# [ページ抜粋]

========================

アンジェリークルミナライズ ミラン攻略感想

※個人の感想ですよ

アンミナ攻略6人目は緑の守護聖ミラン。
オレンジの髪、緑と黄色が混じった複雑な色の瞳。外見からも言動からも明るさと天真爛漫な印象を受けるし、彼を見ていると「家族や周りに愛されて育った人間は自己肯定力が高い」という、子育て本のサブタイトルみたいな事を思う。
ミランは踊りや歌などの娯楽を楽しむ余裕がある土地で天与の踊才を持って生まれた。踊りに関しては妹に複雑な感情を抱かれているようだが、全体として家族仲は悪くなさそうだ。
こういう環境で育ったミランの明るい性格と言動から、私は彼を自分の欲求に忠実な人だと思っていた。しかし、イベントが進み会話が増えるにつれてむしろ彼には「欲」が極端に少ないことが分かってくる。
ミランに「欲望とは何か?」と尋ねられたアンジュは、人間の「欲」は生きていくために必要なものだと答える。ミランは重ねて「豊かに生きるために必要なものとは何か?」と尋ねるのだが、アンジュはそれに対して、相手を思う心であり広義の「愛」であると答える。ミランは同じ事をレイナにも尋ねているが、レイナは「目標」が大事だと答えた。ミランが興味を持ったのはアンジュが答えた「愛」の方である。

========================

# [与えられた情報]
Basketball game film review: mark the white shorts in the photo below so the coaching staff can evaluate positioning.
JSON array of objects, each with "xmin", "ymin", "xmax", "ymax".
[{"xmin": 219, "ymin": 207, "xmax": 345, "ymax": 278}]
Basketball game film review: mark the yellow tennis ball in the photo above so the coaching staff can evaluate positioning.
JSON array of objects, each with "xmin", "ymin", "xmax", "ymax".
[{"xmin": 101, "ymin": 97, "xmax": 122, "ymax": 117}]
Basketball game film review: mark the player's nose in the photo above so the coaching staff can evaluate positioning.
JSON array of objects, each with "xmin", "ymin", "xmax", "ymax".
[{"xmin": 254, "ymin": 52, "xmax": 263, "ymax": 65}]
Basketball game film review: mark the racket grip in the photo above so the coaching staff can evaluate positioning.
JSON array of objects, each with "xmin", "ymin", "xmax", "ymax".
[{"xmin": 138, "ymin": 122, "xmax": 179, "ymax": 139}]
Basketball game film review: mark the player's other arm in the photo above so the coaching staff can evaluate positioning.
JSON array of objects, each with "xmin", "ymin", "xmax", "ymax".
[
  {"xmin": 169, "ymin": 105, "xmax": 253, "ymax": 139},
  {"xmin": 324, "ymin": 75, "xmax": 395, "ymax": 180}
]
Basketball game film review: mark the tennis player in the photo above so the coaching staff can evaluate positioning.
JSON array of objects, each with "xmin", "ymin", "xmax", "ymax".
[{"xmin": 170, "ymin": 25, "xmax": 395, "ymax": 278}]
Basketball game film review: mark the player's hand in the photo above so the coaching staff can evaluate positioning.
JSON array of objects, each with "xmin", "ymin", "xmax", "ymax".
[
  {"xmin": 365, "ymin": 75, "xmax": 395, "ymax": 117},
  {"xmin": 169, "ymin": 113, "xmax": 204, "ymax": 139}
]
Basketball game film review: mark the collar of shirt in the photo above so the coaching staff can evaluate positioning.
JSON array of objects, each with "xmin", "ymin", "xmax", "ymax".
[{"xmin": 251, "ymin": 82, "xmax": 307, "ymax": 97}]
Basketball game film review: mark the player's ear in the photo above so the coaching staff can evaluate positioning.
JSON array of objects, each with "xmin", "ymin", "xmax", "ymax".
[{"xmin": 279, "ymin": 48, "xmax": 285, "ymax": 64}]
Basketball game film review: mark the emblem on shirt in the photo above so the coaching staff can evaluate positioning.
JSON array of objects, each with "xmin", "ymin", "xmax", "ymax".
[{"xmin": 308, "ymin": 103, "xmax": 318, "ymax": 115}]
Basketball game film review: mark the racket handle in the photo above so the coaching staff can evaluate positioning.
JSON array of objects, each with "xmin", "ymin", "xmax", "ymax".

========================

# [課題の内容]
(1) ミランの攻略感想の「オレンジの髪、緑と黄色が混じ」から「ュが答えた「愛」の方である。」までを（両端を含めて）、「アンジュ」を「主人公」に差し替えて書き出してください。
(2) ミランの攻略感想の最後の文のあとから、続きを書き継ぐ。
項目とミランの攻略感想とのあいだに関係はない。

# [結果]
(1)
オレンジの髪、緑と黄色が混じった複雑な色の瞳。外見からも言動からも明るさと天真爛漫な印象を受けるし、彼を見ていると「家族や周りに愛されて育った人間は自己肯定力が高い」という、子育て本のサブタイトルみたいな事を思う。
ミランは踊りや歌などの娯楽を楽しむ余裕がある土地で天与の踊才を持って生まれた。踊りに関しては妹に複雑な感情を抱かれているようだが、全体として家族仲は悪くなさそうだ。
こういう環境で育ったミランの明るい性格と言動から、私は彼を自分の欲求に忠実な人だと思っていた。しかし、イベントが進み会話が増えるにつれてむしろ彼には「欲」が極端に少ないことが分かってくる。
ミランに「欲望とは何か?」と尋ねられた主人公は、人間の「欲」は生きていくために必要なものだと答える。ミランは重ねて「豊かに生きるために必要なものとは何か?」と尋ねるのだが、主人公はそれに対して、相手を思う心であり広義の「愛」であると答える。ミランは同じ事をレイナにも尋ねているが、レイナは「目標」が大事だと答えた。ミランが興味を持ったのは主人公が答えた「愛」の方である。

(2)
家族愛や隣人愛ならともかく、ミランは恋愛を知らないまま守護聖になったから純粋に興味があったのだろう。「豊かさとは愛」という答えを出したアンジュに、ミランはそれを自分にも教えてほしいと頼む。そうしたら、自分がまだ知らない「豊かさ」を知ることができるからだ。「君は女王候補なんだから僕がよりすごい守護聖になるのを助ける義務がある」と言うミランに、そうかも(そ、そうかも??)と引き受けることにしたアンジュ。
ミランはアンジュに恋人らしい振る舞いを要求するのだが、自分に恋愛感情を持っていない男に上目遣いだの壁ドンだのをしても全く効果がない。唯一ヒットしたのが、ミランの前で踊りを披露することだった。
そしてアンジュ渾身のロボットダンスはミランの心を捉える。ダンスの内容よりも、ミランのことを考えてミランのためだけに真剣に踊ったことが彼には嬉しかったようだ。
おそらくミランはここから、アンジュのことを「面白い」「気になる」「一緒にいると楽しい」と思い始めたんだと思う。
ロボットダンスを披露しておいて本当に良かった。

ミランは自分でも気づかないうちにアンジュに惹かれていく。祝福のキスを拒まれて動揺したり、なんでキスしたくなったのかを考えたり、少しずつ恋を自覚し始めるのだが、まだ確信には至らない。ただ、アンジュといるのが楽しいのは確実なので「もう少しこの恋の真似事を続けたい」と言い、人間の娘に恋して堕天した天使の話をしてくる。
「これは僕達の状況に似てる」と言いつつ、ミランには深刻さのかけらもないので、この時点で彼はまさか自分がその物語の天使と同じようになるとは思っていない。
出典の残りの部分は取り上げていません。